• WORK TO COMPLETE: Gather every line below that contains the string "gray", matching case exactly.

┌──

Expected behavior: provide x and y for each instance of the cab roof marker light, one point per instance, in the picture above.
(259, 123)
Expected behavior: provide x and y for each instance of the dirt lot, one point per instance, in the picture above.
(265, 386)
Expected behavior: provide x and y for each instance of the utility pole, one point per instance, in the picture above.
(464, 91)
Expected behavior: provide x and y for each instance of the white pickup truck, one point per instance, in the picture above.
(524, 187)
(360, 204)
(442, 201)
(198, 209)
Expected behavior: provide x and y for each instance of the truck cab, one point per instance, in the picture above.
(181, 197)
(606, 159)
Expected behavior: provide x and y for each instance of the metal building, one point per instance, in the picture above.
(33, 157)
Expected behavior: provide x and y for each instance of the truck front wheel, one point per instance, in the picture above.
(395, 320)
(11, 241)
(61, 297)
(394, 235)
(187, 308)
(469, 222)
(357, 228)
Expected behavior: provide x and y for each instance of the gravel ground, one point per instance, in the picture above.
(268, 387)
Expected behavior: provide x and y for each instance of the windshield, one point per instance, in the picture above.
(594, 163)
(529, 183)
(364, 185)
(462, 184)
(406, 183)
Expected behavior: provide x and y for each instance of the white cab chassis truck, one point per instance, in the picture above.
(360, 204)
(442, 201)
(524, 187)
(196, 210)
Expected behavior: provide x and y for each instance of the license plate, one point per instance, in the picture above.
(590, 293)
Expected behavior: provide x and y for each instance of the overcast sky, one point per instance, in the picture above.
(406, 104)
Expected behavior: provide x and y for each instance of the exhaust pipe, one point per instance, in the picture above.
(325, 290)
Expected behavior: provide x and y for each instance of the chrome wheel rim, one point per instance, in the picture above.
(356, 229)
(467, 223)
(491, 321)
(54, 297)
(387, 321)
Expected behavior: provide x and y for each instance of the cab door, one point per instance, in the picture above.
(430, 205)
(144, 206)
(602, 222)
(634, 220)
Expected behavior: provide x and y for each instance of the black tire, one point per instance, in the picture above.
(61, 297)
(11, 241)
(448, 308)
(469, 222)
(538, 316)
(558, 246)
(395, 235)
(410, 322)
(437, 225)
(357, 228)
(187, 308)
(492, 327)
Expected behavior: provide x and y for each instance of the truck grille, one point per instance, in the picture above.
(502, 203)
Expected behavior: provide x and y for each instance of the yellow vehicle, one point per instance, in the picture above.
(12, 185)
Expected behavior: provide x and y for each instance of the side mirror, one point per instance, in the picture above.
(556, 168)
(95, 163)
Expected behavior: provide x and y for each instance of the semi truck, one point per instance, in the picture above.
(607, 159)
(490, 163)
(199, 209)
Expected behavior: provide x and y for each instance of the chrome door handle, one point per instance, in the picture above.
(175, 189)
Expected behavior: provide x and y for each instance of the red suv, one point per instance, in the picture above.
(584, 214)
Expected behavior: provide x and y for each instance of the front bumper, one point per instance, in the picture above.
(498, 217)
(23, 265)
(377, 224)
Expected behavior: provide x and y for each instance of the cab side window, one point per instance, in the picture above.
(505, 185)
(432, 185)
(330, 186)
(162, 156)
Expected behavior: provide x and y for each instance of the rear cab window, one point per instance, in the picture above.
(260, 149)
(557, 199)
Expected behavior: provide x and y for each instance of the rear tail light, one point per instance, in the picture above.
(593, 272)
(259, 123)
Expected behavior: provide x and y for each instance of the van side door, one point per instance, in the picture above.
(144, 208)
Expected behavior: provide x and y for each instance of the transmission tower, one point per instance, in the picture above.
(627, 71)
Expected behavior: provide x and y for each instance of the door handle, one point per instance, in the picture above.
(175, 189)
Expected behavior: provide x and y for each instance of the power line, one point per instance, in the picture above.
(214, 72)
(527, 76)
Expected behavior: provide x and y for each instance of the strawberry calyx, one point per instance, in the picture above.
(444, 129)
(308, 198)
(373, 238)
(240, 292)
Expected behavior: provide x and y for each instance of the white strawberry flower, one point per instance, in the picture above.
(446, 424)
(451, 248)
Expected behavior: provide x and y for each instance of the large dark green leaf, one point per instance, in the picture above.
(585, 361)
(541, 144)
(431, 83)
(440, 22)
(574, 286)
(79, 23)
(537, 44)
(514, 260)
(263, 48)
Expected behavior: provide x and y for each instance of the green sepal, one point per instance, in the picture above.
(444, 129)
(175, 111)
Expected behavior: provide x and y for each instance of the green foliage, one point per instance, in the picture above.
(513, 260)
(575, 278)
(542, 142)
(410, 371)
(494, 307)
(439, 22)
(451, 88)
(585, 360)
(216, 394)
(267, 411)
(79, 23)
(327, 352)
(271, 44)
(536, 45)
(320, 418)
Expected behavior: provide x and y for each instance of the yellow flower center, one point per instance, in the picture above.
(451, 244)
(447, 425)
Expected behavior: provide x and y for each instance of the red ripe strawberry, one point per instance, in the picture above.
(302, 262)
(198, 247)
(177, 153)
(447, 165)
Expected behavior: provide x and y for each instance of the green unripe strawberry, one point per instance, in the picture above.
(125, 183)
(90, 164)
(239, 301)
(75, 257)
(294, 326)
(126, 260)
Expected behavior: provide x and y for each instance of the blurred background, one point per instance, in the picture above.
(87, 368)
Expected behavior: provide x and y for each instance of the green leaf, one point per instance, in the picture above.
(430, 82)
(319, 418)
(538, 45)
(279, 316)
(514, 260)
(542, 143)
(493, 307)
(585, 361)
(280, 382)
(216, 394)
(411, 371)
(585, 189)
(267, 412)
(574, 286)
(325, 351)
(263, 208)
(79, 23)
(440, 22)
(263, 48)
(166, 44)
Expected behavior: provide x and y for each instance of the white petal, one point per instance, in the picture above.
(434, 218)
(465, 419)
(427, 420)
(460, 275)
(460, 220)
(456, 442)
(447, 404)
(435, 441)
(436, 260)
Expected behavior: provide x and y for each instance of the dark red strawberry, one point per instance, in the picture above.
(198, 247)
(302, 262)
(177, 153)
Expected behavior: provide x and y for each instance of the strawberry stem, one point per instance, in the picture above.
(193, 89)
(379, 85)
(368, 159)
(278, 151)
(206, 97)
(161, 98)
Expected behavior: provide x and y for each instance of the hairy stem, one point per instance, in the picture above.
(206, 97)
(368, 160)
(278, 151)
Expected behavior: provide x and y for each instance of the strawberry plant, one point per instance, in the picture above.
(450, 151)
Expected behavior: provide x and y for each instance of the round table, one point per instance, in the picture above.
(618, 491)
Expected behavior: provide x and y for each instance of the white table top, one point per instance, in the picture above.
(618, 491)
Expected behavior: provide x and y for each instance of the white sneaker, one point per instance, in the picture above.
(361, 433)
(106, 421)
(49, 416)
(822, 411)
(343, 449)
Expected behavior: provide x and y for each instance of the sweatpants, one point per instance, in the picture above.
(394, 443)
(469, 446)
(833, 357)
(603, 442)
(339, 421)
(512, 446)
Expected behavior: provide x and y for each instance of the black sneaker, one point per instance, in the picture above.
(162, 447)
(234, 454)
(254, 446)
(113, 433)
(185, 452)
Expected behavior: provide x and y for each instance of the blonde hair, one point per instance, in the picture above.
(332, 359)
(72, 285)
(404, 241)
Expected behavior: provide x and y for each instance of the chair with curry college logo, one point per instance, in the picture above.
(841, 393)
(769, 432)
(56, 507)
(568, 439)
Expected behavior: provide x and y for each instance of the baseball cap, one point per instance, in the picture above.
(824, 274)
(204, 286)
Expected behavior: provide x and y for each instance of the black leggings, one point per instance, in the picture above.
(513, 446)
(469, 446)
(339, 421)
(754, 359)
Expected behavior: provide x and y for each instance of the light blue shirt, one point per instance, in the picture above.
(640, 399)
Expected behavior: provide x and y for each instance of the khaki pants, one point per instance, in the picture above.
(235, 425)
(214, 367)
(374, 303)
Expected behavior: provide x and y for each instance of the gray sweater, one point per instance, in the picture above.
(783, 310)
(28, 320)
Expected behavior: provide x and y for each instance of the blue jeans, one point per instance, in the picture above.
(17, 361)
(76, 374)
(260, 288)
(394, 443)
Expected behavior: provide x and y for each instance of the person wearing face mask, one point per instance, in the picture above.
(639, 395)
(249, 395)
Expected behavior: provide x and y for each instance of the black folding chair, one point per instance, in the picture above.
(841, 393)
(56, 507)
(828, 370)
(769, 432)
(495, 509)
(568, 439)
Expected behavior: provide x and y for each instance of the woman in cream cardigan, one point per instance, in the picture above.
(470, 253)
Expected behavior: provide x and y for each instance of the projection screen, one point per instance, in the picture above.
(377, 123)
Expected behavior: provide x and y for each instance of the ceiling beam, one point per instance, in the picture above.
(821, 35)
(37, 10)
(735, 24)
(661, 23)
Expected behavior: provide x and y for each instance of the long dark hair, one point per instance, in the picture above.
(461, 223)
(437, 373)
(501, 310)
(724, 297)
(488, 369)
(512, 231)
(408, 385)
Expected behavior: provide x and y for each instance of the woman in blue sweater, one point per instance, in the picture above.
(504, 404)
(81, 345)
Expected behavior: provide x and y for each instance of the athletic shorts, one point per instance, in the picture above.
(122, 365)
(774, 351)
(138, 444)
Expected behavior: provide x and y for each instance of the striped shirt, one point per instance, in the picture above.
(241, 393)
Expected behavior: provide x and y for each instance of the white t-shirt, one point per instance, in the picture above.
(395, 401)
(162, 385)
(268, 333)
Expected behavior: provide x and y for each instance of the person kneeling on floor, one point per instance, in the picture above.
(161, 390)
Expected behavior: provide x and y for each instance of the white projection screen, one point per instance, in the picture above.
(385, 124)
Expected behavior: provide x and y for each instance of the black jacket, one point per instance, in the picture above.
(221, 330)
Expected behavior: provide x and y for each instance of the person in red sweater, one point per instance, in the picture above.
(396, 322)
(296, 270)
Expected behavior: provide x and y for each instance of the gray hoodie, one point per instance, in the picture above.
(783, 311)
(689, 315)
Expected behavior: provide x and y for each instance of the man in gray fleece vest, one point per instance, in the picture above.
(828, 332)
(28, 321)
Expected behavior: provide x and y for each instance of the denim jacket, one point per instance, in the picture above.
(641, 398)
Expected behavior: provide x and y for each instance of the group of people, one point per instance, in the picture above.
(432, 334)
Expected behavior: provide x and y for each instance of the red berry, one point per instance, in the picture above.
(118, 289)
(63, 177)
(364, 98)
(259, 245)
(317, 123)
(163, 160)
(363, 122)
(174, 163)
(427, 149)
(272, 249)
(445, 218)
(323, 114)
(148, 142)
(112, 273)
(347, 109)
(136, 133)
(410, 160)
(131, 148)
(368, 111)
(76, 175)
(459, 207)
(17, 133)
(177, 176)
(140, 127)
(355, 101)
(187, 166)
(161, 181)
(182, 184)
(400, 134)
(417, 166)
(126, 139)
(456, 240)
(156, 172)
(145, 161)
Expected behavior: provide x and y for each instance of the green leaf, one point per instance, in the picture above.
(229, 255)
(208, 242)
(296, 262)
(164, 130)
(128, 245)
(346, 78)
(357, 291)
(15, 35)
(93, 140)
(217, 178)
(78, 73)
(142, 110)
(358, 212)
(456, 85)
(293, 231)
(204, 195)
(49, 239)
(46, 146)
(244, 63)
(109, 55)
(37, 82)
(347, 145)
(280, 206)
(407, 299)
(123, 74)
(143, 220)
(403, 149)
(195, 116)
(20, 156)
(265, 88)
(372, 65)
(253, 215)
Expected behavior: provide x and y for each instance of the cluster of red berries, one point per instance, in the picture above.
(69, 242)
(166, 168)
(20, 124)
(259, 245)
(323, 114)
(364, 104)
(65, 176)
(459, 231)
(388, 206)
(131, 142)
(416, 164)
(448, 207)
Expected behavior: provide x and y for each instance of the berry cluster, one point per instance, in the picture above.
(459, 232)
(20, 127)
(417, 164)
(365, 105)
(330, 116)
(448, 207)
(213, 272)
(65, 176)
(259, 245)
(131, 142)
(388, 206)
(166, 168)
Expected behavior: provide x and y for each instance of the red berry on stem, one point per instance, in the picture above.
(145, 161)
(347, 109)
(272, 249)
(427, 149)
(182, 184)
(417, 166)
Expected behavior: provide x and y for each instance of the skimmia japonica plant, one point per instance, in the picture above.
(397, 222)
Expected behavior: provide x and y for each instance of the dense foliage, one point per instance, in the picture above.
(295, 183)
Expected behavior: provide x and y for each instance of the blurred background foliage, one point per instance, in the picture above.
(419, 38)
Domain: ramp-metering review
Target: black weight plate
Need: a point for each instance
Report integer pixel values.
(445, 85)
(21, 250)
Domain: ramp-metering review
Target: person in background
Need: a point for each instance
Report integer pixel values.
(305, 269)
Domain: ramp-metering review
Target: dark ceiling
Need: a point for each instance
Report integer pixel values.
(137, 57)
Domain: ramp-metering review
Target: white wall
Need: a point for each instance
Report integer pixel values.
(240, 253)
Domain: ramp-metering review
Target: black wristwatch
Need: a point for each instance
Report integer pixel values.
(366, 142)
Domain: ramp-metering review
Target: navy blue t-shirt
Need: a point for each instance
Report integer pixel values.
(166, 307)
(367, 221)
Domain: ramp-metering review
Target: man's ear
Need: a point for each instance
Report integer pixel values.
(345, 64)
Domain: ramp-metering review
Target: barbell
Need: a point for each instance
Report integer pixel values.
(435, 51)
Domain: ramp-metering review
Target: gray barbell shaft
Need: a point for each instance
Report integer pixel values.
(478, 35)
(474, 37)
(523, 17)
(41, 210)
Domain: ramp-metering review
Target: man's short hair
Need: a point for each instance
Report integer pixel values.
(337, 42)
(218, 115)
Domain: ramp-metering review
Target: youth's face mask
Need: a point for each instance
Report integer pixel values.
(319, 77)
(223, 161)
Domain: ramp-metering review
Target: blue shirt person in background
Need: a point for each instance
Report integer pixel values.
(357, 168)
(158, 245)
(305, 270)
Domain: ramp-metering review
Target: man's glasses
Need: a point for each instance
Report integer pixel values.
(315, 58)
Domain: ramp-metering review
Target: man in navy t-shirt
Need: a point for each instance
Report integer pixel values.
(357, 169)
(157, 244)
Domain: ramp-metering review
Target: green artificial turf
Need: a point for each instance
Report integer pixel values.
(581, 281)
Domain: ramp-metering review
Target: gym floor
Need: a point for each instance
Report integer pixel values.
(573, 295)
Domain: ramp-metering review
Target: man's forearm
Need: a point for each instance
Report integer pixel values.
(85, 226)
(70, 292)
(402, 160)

└──

• OUTPUT FOR THIS EXERCISE:
Expected behavior: provide x and y for each instance of the gray sweater, one point per instance, in the picture above.
Expected behavior: provide x and y for each instance of the gray hoodie, one point per instance, in the picture above.
Expected behavior: provide x and y for each instance of the man in gray fleece vest, one point per instance, in the picture above.
Target: gray barbell shaft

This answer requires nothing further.